[Provided data Boundary: Start]
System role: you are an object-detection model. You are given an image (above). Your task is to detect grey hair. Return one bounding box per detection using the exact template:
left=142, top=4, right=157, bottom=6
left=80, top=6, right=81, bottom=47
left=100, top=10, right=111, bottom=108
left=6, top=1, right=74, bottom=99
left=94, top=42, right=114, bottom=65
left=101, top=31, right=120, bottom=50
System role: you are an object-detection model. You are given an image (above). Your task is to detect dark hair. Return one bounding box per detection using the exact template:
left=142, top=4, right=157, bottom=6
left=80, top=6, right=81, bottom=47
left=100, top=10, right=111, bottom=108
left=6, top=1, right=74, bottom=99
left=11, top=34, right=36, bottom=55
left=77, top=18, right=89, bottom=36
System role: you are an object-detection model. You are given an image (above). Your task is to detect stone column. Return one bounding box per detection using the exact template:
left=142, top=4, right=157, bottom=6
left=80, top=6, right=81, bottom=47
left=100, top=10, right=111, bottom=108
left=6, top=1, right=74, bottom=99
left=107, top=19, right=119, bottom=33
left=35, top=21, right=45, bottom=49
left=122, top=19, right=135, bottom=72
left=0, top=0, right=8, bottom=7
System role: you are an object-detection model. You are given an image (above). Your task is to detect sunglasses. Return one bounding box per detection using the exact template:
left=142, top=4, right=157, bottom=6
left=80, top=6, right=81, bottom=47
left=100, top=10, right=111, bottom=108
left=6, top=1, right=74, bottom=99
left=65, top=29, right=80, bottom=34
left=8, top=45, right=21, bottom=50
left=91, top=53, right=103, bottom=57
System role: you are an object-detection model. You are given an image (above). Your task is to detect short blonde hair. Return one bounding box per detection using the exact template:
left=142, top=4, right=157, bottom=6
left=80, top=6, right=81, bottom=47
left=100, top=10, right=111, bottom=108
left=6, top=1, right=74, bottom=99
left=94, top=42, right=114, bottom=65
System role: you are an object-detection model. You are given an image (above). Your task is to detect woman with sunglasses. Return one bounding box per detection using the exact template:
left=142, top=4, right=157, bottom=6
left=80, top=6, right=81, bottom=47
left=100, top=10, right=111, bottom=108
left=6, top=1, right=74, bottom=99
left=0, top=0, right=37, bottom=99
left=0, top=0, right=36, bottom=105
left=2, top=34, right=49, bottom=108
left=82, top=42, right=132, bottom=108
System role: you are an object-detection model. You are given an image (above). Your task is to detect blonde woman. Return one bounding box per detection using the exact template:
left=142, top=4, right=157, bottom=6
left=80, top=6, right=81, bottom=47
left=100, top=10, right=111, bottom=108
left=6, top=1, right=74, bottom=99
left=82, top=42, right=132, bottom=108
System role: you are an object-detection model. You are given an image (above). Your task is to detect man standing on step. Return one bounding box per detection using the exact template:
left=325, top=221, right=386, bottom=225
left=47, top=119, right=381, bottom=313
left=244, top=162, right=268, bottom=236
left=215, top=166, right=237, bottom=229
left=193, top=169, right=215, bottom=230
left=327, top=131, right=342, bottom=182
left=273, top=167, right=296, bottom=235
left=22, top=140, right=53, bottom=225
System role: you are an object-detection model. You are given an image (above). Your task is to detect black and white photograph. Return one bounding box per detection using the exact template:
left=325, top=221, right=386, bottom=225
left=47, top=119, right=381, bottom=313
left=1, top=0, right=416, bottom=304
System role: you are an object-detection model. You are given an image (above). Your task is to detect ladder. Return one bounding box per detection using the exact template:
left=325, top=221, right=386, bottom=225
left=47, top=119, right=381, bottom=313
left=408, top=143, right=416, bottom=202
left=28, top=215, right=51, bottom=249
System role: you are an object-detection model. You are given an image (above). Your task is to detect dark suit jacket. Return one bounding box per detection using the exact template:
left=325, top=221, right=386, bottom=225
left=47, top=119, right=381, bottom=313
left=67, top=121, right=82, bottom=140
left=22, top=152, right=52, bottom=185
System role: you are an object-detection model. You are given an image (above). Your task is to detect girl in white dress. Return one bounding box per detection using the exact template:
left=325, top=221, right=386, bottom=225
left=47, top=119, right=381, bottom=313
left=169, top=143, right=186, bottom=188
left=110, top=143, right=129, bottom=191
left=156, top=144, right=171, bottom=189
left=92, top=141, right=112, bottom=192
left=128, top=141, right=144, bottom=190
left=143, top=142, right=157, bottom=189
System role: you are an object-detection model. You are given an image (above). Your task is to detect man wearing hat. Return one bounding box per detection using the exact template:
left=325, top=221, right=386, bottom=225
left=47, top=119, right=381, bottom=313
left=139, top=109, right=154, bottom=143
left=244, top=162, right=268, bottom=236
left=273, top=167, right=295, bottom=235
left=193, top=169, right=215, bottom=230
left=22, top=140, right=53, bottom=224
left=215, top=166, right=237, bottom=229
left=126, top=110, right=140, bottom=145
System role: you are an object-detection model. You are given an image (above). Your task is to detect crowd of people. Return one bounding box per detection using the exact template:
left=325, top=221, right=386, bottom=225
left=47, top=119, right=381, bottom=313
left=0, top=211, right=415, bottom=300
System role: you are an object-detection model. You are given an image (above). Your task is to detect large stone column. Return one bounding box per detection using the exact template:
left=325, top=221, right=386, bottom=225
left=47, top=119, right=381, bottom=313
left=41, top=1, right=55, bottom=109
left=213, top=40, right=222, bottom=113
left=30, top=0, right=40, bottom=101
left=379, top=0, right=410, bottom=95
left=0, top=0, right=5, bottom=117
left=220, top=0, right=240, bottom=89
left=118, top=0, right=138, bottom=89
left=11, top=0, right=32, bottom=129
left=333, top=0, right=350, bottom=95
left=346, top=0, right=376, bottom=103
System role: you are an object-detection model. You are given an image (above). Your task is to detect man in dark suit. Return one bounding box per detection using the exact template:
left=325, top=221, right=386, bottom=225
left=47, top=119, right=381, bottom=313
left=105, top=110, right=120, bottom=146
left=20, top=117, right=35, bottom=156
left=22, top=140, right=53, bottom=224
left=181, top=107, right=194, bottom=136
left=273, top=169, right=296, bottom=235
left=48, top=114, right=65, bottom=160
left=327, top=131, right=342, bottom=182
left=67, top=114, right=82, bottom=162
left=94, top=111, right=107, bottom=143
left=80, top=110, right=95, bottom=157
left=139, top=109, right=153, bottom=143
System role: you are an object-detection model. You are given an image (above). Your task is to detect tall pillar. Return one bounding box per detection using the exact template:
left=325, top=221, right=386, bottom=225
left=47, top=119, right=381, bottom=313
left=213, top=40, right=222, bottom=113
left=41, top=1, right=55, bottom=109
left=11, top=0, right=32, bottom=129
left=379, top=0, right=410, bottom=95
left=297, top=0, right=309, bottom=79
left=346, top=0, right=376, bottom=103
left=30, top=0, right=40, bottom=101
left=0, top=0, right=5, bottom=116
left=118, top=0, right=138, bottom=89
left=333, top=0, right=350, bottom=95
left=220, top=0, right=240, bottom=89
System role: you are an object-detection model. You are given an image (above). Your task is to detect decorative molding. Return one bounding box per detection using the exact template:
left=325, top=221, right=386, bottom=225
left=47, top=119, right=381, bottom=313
[Provided data Boundary: End]
_The problem_: Would you copy out all the entries above without changing a single character?

_Worked solution_:
System role: you are an object-detection model. You are given an image (above). Your task is to detect grey hair. Return one bounding box per detection using the exact template:
left=142, top=4, right=157, bottom=6
left=80, top=6, right=81, bottom=47
left=100, top=10, right=111, bottom=108
left=6, top=1, right=74, bottom=99
left=94, top=42, right=114, bottom=65
left=101, top=31, right=120, bottom=50
System role: you are an object-detection model. You are given an image (above). Your task is to detect dark hair. Return one bounding box per detection using the exact template:
left=142, top=4, right=157, bottom=6
left=80, top=6, right=81, bottom=47
left=100, top=10, right=111, bottom=108
left=6, top=1, right=74, bottom=99
left=11, top=34, right=36, bottom=55
left=77, top=18, right=89, bottom=36
System role: you are an object-detection model. You are given an image (above). Your task is to detect stone column. Return one bounding box per detection using the exact template:
left=142, top=4, right=157, bottom=6
left=80, top=6, right=81, bottom=47
left=100, top=10, right=111, bottom=108
left=6, top=1, right=74, bottom=99
left=107, top=19, right=119, bottom=33
left=35, top=21, right=45, bottom=49
left=122, top=19, right=135, bottom=72
left=0, top=0, right=8, bottom=7
System role: you are an object-detection model. You are given an image (above). Your task is to detect sunglasses. Return one bounding box per detection using the exact template:
left=142, top=4, right=157, bottom=6
left=80, top=6, right=81, bottom=47
left=100, top=10, right=111, bottom=108
left=6, top=1, right=74, bottom=99
left=65, top=29, right=80, bottom=34
left=8, top=45, right=21, bottom=50
left=91, top=53, right=103, bottom=57
System role: you are an object-detection model. You are given an image (above). Your task is to detect short blonde hair. Return one bounding box per detection using the exact template:
left=142, top=4, right=157, bottom=6
left=80, top=6, right=81, bottom=47
left=100, top=10, right=111, bottom=108
left=6, top=1, right=74, bottom=99
left=94, top=42, right=114, bottom=65
System role: you are an object-detection model. You are given an image (above). Your task is to detect woman with sunglasses. Return one bounding box per detection using the exact template:
left=142, top=4, right=157, bottom=6
left=80, top=6, right=81, bottom=47
left=100, top=10, right=111, bottom=108
left=6, top=1, right=74, bottom=99
left=0, top=0, right=37, bottom=99
left=0, top=0, right=36, bottom=105
left=2, top=34, right=49, bottom=108
left=82, top=42, right=132, bottom=108
System role: you are an object-detection model. You are given an image (above). Your task is to detect blonde woman. Return one bounding box per detection using the exact template:
left=142, top=4, right=157, bottom=6
left=80, top=6, right=81, bottom=47
left=100, top=10, right=111, bottom=108
left=6, top=1, right=74, bottom=99
left=82, top=42, right=132, bottom=108
System role: you are an object-detection model. You are given an image (above). Your task is to detect man standing on step. Return one bounding box per detection using the exact template:
left=325, top=221, right=386, bottom=225
left=47, top=119, right=381, bottom=313
left=244, top=162, right=268, bottom=236
left=215, top=166, right=237, bottom=229
left=193, top=169, right=215, bottom=230
left=327, top=131, right=342, bottom=182
left=273, top=167, right=296, bottom=235
left=22, top=140, right=53, bottom=225
System role: you are an object-detection model. You are given an image (above). Your task is to detect black and white photograph. Return one bounding box per detection using the exact template:
left=325, top=221, right=386, bottom=225
left=47, top=119, right=381, bottom=313
left=1, top=0, right=416, bottom=304
System role: you are an object-detection model. You are given an image (above). Your task is to detect ladder. Return one bounding box per detection using the exact template:
left=325, top=221, right=386, bottom=225
left=47, top=119, right=381, bottom=313
left=408, top=143, right=416, bottom=202
left=28, top=215, right=51, bottom=249
System role: you are an object-detection model. You are given an image (above). Your task is to detect dark suit jacket. Return one bounding box per detection using the exact template:
left=325, top=221, right=386, bottom=225
left=47, top=119, right=381, bottom=313
left=67, top=121, right=82, bottom=140
left=22, top=152, right=52, bottom=185
System role: you are an object-detection model. You are given an image (above). Your task is to detect girl in white dress. Return one bounding box per detection using the exact template:
left=325, top=221, right=386, bottom=225
left=47, top=119, right=381, bottom=313
left=169, top=143, right=186, bottom=188
left=110, top=143, right=129, bottom=191
left=156, top=144, right=171, bottom=189
left=92, top=141, right=112, bottom=192
left=128, top=141, right=144, bottom=190
left=143, top=142, right=157, bottom=189
System role: you are an object-detection model. You are given an image (above). Your task is to detect man wearing hat. Return one bounding box per detection using the exact template:
left=325, top=221, right=386, bottom=225
left=47, top=119, right=381, bottom=313
left=139, top=109, right=154, bottom=143
left=244, top=162, right=268, bottom=236
left=273, top=167, right=295, bottom=235
left=193, top=169, right=215, bottom=230
left=22, top=140, right=53, bottom=224
left=215, top=166, right=237, bottom=229
left=126, top=110, right=140, bottom=145
System role: you are an object-detection model. You are given an image (above). Your task is to detect crowd of people. Return one bounding box per detection using the exact template:
left=325, top=221, right=386, bottom=225
left=47, top=119, right=381, bottom=313
left=0, top=211, right=415, bottom=300
System role: you are an object-detection model. You are given an image (above). Your task is to detect large stone column. Return one bounding box per detection using the exact template:
left=325, top=221, right=386, bottom=225
left=47, top=119, right=381, bottom=313
left=41, top=1, right=55, bottom=109
left=213, top=40, right=222, bottom=113
left=30, top=0, right=40, bottom=101
left=379, top=0, right=410, bottom=95
left=0, top=0, right=5, bottom=117
left=220, top=0, right=240, bottom=89
left=118, top=0, right=138, bottom=89
left=11, top=0, right=32, bottom=129
left=333, top=0, right=350, bottom=95
left=346, top=0, right=376, bottom=103
System role: you are an object-detection model. You are given an image (above). Your task is to detect man in dark suit. Return one bounding box per detection using the exact template:
left=325, top=221, right=386, bottom=225
left=47, top=119, right=381, bottom=313
left=105, top=110, right=120, bottom=146
left=20, top=117, right=35, bottom=156
left=22, top=140, right=53, bottom=224
left=181, top=107, right=194, bottom=136
left=273, top=169, right=296, bottom=235
left=48, top=114, right=65, bottom=160
left=327, top=131, right=342, bottom=182
left=67, top=114, right=82, bottom=162
left=94, top=111, right=107, bottom=143
left=80, top=110, right=95, bottom=157
left=139, top=109, right=153, bottom=143
System role: you are an object-detection model. You are given an image (above). Your task is to detect tall pillar. Return one bounding box per detection using the exact template:
left=325, top=221, right=386, bottom=225
left=47, top=119, right=381, bottom=313
left=213, top=40, right=222, bottom=113
left=41, top=1, right=55, bottom=109
left=11, top=0, right=32, bottom=129
left=379, top=0, right=410, bottom=95
left=297, top=0, right=309, bottom=79
left=346, top=0, right=376, bottom=103
left=30, top=0, right=40, bottom=101
left=0, top=0, right=5, bottom=116
left=118, top=0, right=138, bottom=89
left=333, top=0, right=350, bottom=95
left=220, top=0, right=240, bottom=89
System role: you are an object-detection model. You are given an image (above). Your task is to detect decorative molding. Return one bounding box per detection using the exact template:
left=325, top=221, right=386, bottom=225
left=47, top=119, right=381, bottom=313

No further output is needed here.